■ What is expected ■
Word for word, transcribe the lines from the one containing "Task: place a pin on each instance of the white background." through the end of the entries, both included, and nothing else.

[Object location annotation data]
⟨
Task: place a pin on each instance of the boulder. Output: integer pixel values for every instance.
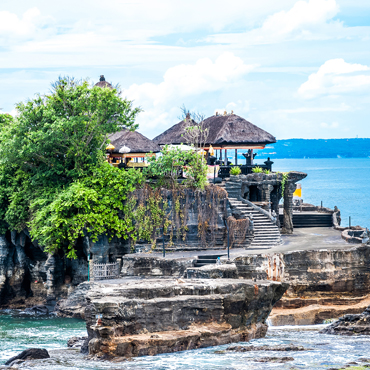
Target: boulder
(30, 354)
(39, 310)
(350, 325)
(76, 342)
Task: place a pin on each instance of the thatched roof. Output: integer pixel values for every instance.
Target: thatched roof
(103, 83)
(136, 142)
(227, 130)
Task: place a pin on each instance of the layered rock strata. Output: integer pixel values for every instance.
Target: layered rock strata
(350, 325)
(324, 284)
(152, 316)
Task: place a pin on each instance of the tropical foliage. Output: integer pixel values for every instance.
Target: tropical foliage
(51, 163)
(55, 182)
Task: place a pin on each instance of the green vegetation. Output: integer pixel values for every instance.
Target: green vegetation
(167, 167)
(285, 176)
(257, 170)
(54, 179)
(235, 171)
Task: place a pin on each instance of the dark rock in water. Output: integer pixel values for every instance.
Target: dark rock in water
(279, 360)
(37, 310)
(30, 354)
(76, 342)
(74, 306)
(350, 325)
(267, 348)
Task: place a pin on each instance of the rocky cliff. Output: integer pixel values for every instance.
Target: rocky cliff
(29, 276)
(324, 284)
(350, 325)
(151, 316)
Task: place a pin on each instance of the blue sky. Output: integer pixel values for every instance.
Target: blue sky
(298, 69)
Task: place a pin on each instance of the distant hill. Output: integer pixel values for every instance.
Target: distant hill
(317, 148)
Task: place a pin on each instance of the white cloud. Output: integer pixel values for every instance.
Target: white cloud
(183, 83)
(338, 108)
(10, 23)
(333, 125)
(306, 20)
(334, 77)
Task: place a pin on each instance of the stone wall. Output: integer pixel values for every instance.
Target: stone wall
(29, 276)
(324, 284)
(266, 190)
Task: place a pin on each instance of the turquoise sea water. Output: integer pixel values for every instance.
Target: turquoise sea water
(19, 331)
(323, 351)
(341, 182)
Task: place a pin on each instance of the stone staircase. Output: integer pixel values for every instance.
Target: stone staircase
(207, 259)
(266, 233)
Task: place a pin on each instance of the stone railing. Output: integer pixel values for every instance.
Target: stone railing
(106, 270)
(259, 209)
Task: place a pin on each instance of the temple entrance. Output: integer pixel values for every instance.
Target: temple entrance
(254, 194)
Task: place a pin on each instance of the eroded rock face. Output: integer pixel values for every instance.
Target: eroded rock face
(151, 316)
(30, 354)
(350, 325)
(324, 284)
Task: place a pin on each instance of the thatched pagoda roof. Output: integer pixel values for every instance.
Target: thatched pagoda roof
(223, 131)
(136, 142)
(103, 83)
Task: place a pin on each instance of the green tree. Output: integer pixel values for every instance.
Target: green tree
(55, 140)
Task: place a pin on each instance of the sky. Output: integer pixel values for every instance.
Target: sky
(297, 69)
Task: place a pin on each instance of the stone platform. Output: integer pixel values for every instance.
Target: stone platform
(151, 316)
(328, 277)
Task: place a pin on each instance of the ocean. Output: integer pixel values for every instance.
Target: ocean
(341, 182)
(336, 182)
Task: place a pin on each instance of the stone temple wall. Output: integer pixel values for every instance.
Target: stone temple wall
(29, 276)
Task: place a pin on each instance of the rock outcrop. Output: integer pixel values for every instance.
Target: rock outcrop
(350, 325)
(324, 284)
(152, 316)
(30, 354)
(30, 277)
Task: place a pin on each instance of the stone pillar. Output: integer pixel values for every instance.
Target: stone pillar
(91, 267)
(288, 207)
(266, 190)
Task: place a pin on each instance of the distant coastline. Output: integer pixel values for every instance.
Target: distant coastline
(317, 148)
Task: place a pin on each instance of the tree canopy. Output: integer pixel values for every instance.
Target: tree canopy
(54, 179)
(56, 141)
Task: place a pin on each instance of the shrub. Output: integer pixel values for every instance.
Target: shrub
(235, 171)
(257, 170)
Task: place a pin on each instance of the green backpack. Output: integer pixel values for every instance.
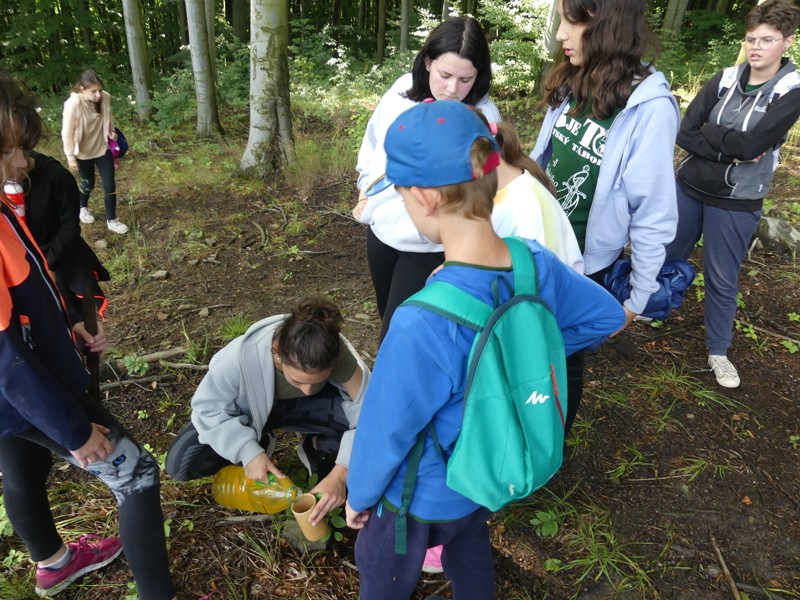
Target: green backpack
(512, 435)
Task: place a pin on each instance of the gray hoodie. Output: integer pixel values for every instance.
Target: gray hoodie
(232, 404)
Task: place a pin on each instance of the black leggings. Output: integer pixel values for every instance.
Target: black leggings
(130, 472)
(321, 415)
(105, 164)
(397, 275)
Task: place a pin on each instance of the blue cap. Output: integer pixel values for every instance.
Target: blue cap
(429, 145)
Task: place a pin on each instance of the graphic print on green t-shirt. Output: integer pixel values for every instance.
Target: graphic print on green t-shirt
(578, 145)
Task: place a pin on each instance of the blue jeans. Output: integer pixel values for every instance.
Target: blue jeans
(466, 556)
(105, 164)
(130, 472)
(726, 237)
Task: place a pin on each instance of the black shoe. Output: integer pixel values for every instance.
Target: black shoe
(314, 460)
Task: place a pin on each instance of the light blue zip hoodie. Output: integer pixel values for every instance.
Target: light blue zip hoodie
(635, 196)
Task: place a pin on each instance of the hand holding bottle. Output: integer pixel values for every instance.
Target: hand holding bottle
(260, 467)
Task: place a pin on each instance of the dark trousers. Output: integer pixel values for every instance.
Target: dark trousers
(105, 164)
(726, 236)
(466, 556)
(321, 415)
(130, 472)
(397, 275)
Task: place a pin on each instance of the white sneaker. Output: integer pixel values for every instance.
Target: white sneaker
(117, 227)
(86, 215)
(725, 372)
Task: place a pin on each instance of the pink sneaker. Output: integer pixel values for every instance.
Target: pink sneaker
(89, 553)
(433, 560)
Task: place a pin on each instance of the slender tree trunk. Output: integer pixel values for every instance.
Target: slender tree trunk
(270, 143)
(241, 20)
(405, 13)
(381, 31)
(207, 112)
(210, 26)
(137, 52)
(182, 23)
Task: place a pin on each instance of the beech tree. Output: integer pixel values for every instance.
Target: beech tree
(205, 89)
(137, 52)
(270, 143)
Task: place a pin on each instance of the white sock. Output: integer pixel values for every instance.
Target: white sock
(61, 562)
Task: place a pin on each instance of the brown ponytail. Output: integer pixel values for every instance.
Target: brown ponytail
(309, 339)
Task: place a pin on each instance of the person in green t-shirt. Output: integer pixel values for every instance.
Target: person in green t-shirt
(608, 142)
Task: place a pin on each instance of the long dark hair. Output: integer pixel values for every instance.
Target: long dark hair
(309, 339)
(613, 44)
(20, 123)
(87, 79)
(462, 36)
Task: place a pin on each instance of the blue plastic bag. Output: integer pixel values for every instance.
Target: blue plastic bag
(675, 276)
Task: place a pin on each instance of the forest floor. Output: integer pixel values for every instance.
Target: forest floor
(668, 481)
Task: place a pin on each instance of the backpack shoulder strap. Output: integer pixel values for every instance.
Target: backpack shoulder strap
(453, 303)
(526, 280)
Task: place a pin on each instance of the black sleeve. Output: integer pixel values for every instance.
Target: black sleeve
(690, 137)
(747, 145)
(66, 205)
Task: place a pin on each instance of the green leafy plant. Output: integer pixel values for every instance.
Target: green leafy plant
(791, 346)
(545, 523)
(135, 365)
(338, 523)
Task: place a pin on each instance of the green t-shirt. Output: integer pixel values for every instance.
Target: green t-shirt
(578, 145)
(343, 368)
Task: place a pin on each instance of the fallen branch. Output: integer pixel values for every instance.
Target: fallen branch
(752, 589)
(245, 519)
(728, 578)
(119, 364)
(139, 382)
(770, 333)
(189, 366)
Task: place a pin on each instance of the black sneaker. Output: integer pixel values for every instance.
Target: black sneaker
(314, 460)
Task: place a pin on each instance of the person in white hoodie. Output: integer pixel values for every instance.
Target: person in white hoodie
(608, 143)
(86, 127)
(453, 64)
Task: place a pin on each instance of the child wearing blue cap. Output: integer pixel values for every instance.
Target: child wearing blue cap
(443, 160)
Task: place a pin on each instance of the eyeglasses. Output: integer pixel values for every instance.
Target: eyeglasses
(763, 43)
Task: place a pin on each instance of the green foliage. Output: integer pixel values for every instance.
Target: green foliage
(707, 42)
(516, 29)
(6, 530)
(135, 365)
(545, 523)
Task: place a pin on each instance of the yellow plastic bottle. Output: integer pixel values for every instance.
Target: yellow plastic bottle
(233, 489)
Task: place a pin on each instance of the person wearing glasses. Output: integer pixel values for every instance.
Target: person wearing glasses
(732, 131)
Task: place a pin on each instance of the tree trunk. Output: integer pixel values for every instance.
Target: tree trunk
(212, 49)
(207, 112)
(182, 23)
(241, 20)
(405, 14)
(270, 143)
(673, 17)
(550, 29)
(137, 52)
(381, 31)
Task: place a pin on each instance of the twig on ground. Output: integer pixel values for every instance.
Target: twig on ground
(189, 366)
(139, 382)
(728, 578)
(752, 589)
(245, 519)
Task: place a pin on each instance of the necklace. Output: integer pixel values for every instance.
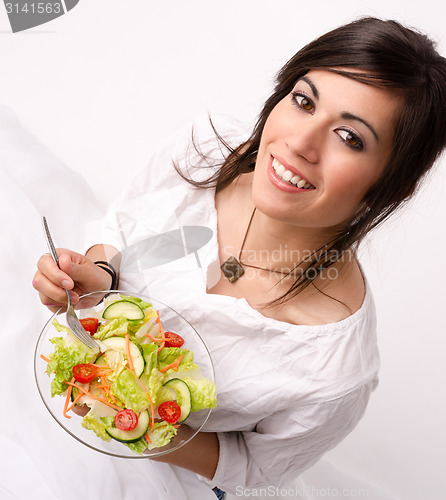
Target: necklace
(233, 268)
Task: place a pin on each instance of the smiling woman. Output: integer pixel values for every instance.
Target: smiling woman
(354, 123)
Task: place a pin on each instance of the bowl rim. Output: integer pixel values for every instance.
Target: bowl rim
(152, 454)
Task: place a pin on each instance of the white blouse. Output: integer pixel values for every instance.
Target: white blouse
(286, 393)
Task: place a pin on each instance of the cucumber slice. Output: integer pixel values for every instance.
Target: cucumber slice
(118, 344)
(133, 435)
(123, 309)
(183, 396)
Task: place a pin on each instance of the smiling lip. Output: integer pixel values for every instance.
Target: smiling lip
(280, 183)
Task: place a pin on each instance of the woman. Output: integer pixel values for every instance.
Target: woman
(355, 122)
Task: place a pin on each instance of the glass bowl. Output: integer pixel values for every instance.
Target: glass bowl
(171, 321)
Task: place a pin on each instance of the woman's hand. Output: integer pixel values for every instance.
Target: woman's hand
(77, 273)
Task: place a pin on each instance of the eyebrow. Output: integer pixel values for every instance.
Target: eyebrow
(348, 116)
(345, 115)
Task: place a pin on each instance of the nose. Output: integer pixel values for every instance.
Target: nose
(306, 139)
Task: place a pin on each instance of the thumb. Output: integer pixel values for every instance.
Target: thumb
(71, 265)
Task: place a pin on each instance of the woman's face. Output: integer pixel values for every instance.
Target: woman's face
(323, 146)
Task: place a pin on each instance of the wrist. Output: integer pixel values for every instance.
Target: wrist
(109, 269)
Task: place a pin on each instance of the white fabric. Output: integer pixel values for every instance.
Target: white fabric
(38, 459)
(286, 393)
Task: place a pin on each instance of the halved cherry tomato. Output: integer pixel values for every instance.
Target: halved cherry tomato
(84, 373)
(174, 340)
(126, 420)
(90, 325)
(169, 411)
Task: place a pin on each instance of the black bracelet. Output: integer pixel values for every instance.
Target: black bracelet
(106, 266)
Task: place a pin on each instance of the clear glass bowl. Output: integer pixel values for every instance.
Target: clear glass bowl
(172, 321)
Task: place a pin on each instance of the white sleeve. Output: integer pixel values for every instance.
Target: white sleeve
(285, 444)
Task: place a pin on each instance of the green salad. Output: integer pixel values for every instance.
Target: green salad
(139, 386)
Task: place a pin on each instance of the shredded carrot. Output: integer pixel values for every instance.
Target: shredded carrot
(102, 400)
(152, 408)
(110, 394)
(67, 399)
(127, 351)
(156, 339)
(76, 399)
(158, 320)
(173, 365)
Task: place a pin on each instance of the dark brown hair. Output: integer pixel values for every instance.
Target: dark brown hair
(384, 54)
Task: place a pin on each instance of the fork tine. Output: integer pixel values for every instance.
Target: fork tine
(83, 336)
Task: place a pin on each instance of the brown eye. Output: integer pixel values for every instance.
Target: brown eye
(303, 102)
(350, 139)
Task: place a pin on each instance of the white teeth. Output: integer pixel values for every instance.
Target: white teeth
(286, 176)
(280, 170)
(289, 176)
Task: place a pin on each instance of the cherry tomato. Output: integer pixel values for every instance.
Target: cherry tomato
(126, 420)
(84, 373)
(169, 411)
(174, 340)
(90, 325)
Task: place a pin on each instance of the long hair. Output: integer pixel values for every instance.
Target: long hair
(384, 54)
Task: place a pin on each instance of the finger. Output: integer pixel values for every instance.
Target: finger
(51, 304)
(49, 268)
(47, 288)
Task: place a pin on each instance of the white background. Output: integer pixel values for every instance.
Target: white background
(103, 84)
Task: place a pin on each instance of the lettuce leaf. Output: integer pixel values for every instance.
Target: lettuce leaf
(62, 360)
(138, 447)
(128, 391)
(168, 355)
(117, 326)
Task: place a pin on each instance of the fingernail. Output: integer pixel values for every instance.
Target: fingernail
(66, 284)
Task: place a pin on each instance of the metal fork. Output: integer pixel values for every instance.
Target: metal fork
(72, 319)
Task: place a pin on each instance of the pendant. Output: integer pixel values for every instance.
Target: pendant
(232, 269)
⟩
■ Response to the task ■
Task: place a pin on each instance of the white background. Output: integer pixel values for every instance.
Target: white background
(103, 84)
Task: place a pin on each instance of the lettuce leaf. Output: integer pixel values for every instance.
Target: lettuce leaf
(62, 360)
(138, 447)
(128, 391)
(168, 355)
(117, 326)
Task: place a pin on each instance of the fingernail. Output: integer pixel values for every instance.
Target: fingernail
(66, 284)
Task: place a pin on each instance of the metal fork. Output: integer pixel values for every instance.
Target: metal fork
(72, 319)
Task: place a pin on each instance of the pendant. Output: integer pixel values for every instance.
Target: pendant
(232, 269)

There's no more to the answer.